What is expected: All entries should be output exactly as they stand.

Material provided:
──────
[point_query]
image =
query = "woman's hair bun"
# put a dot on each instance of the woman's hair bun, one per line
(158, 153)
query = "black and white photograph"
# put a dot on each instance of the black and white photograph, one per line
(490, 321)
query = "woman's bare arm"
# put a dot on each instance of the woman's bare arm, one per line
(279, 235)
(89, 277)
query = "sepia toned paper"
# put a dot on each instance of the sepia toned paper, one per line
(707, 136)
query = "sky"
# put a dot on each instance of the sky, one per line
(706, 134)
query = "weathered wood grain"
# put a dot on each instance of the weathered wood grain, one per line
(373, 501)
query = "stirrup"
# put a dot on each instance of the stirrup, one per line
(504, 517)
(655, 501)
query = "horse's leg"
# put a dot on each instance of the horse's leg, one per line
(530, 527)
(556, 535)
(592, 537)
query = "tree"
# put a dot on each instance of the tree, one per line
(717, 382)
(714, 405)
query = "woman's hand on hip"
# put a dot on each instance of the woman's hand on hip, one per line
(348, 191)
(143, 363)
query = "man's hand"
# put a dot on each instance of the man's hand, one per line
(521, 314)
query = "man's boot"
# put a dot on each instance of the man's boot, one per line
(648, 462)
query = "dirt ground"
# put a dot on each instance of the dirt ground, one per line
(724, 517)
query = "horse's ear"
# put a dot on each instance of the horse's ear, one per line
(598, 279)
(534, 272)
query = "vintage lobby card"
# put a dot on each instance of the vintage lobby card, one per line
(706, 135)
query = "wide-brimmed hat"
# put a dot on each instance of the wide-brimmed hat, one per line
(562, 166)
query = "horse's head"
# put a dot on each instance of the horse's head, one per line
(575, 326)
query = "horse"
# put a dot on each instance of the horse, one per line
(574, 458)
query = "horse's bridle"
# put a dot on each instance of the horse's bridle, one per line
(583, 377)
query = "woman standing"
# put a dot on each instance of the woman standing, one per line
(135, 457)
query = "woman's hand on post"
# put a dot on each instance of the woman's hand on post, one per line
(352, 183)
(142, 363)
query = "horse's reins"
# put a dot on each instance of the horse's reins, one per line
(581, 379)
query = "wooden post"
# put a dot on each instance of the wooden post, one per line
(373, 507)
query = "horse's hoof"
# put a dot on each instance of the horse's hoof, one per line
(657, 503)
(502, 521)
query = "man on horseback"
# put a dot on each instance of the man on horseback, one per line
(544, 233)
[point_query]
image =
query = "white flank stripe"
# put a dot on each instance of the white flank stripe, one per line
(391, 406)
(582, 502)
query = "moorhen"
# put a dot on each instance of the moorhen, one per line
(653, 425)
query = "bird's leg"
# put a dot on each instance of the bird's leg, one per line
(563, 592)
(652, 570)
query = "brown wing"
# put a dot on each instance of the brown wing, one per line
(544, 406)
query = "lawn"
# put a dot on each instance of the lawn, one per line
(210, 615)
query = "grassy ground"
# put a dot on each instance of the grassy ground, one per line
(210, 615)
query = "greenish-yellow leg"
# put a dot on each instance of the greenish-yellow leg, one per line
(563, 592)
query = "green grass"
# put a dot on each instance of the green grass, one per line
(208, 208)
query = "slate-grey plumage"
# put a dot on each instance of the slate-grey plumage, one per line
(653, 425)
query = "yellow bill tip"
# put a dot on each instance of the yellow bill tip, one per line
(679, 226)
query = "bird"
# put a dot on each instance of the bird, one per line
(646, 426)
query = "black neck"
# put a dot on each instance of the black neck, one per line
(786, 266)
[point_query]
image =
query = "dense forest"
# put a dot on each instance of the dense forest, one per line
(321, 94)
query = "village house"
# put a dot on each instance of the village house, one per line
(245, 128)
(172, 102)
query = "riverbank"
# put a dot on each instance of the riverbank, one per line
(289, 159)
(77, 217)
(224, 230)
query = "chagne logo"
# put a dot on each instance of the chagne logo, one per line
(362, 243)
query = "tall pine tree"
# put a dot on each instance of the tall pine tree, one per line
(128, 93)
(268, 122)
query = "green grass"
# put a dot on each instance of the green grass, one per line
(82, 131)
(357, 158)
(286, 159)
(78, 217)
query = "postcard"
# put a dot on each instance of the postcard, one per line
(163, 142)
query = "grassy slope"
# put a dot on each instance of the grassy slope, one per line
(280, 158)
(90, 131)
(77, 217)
──────
Solution to this exercise:
[point_query]
image =
query = "woman's hair bun"
# put a dot on each instance of the woman's hair bun, one per line
(158, 153)
query = "black and white photograph"
# put a dot on each instance of the black and white photograph, one per line
(490, 321)
query = "woman's bare arm"
# put a dot on each instance of the woman's bare arm, one per line
(279, 235)
(89, 277)
query = "sepia toned paper"
# put a dot on each instance of the sepia toned paper, one per line
(707, 136)
query = "sky"
# put a dot on each instance of the sky, one per line
(706, 134)
query = "weathered wood grain"
# put a dot on each instance of the weathered wood grain, one per line
(373, 501)
query = "stirrup"
# put a dot on each instance of the stirrup, one per line
(504, 517)
(655, 501)
query = "horse's leg"
# put a dot on each instance of the horse's leg, one per line
(530, 527)
(556, 535)
(592, 537)
query = "tree"
# put a dot on each instance of the tree, one per line
(717, 382)
(714, 405)
query = "woman's hand on hip"
# put a dot on each instance of the woman's hand on hip, one per line
(348, 191)
(143, 363)
query = "man's hand"
# put a dot on each instance of the man's hand, one per line
(521, 314)
query = "man's boot"
# put a dot on each instance of the man's boot, one per line
(648, 462)
query = "dirt ground"
# put a dot on each instance of the dirt ground, one per line
(724, 517)
query = "horse's ear"
# put a dot on each instance of the horse's ear, one per line
(598, 279)
(534, 272)
query = "vintage lobby card"
# put a dot on each instance of the vintage lobby card, one per line
(706, 135)
query = "wide-brimmed hat"
# put a dot on each instance of the wide-brimmed hat, one per line
(562, 166)
query = "horse's head"
# put a dot on each instance of the horse's head, one per line
(575, 326)
query = "horse"
# put a dot on each instance of the horse, one per line
(574, 458)
query = "horse's bridle"
# put a dot on each instance of the horse's bridle, one per line
(583, 377)
query = "woman standing"
# put a dot on each instance of the woman standing, one per line
(135, 457)
query = "woman's hand on post"
# put a dot on each instance of the woman's hand on post, one per line
(352, 183)
(142, 363)
query = "horse's reins"
# put a dot on each instance of the horse's reins, one per line
(581, 379)
query = "wooden post"
# put a dot on each instance of the wooden post, one per line
(373, 507)
query = "horse's hoof"
# put a dot on each instance of the horse's hoof, one per line
(657, 503)
(502, 521)
query = "man on horseback"
# put a dot on each instance of the man on horseback, one per line
(544, 233)
[point_query]
image =
query = "white flank stripe"
# put a dot on each instance of the white flank stripe, one per line
(391, 406)
(582, 502)
query = "moorhen"
# put a dot on each instance of the moorhen, one per line
(653, 425)
query = "bird's leg"
# put a dot on each instance of the bird's leg, one per line
(563, 592)
(652, 570)
query = "brown wing"
# put a dot on each instance of the brown wing, one per line
(544, 406)
query = "lawn"
# put a dot on each instance of the lawn, one per line
(210, 615)
query = "grassy ground"
# put a dot on each instance of the grassy ground, one per line
(210, 615)
query = "greenish-yellow leg"
# put a dot on each instance of the greenish-yellow leg, one per line
(563, 592)
query = "green grass"
# put a dot on each instance of the green grass, one per line
(208, 208)
query = "slate-grey plumage"
# put a dot on each instance of the slate-grey plumage, one per line
(653, 425)
query = "yellow bill tip"
# put a dot on each instance of the yellow bill tip, one per line
(679, 226)
query = "bird"
# put a dot on each instance of the bird, one per line
(646, 426)
query = "black neck"
# put a dot on each instance of the black neck, one per line
(786, 266)
[point_query]
image =
query = "dense forest"
# put a dot on each instance of the dense forest, one per line
(321, 94)
query = "village house"
# put a dot on each instance of the village house, one per line
(245, 128)
(172, 102)
query = "riverbank"
# put a dot on each instance of the riverbank, one per line
(289, 159)
(77, 217)
(224, 230)
query = "chagne logo"
# put a dot on each instance of the chagne logo, one per line
(362, 243)
query = "tall pine tree"
# put a dot on each instance of the tall pine tree, one per line
(128, 93)
(268, 122)
query = "green grass"
# put a dot on each instance of the green grass, one per line
(82, 131)
(357, 158)
(286, 159)
(78, 217)
query = "postcard"
# put a dot on each instance of the postcard, one per line
(163, 142)
query = "grassy slope"
# put a dot on each instance of the grassy slope, one per line
(280, 158)
(90, 131)
(77, 217)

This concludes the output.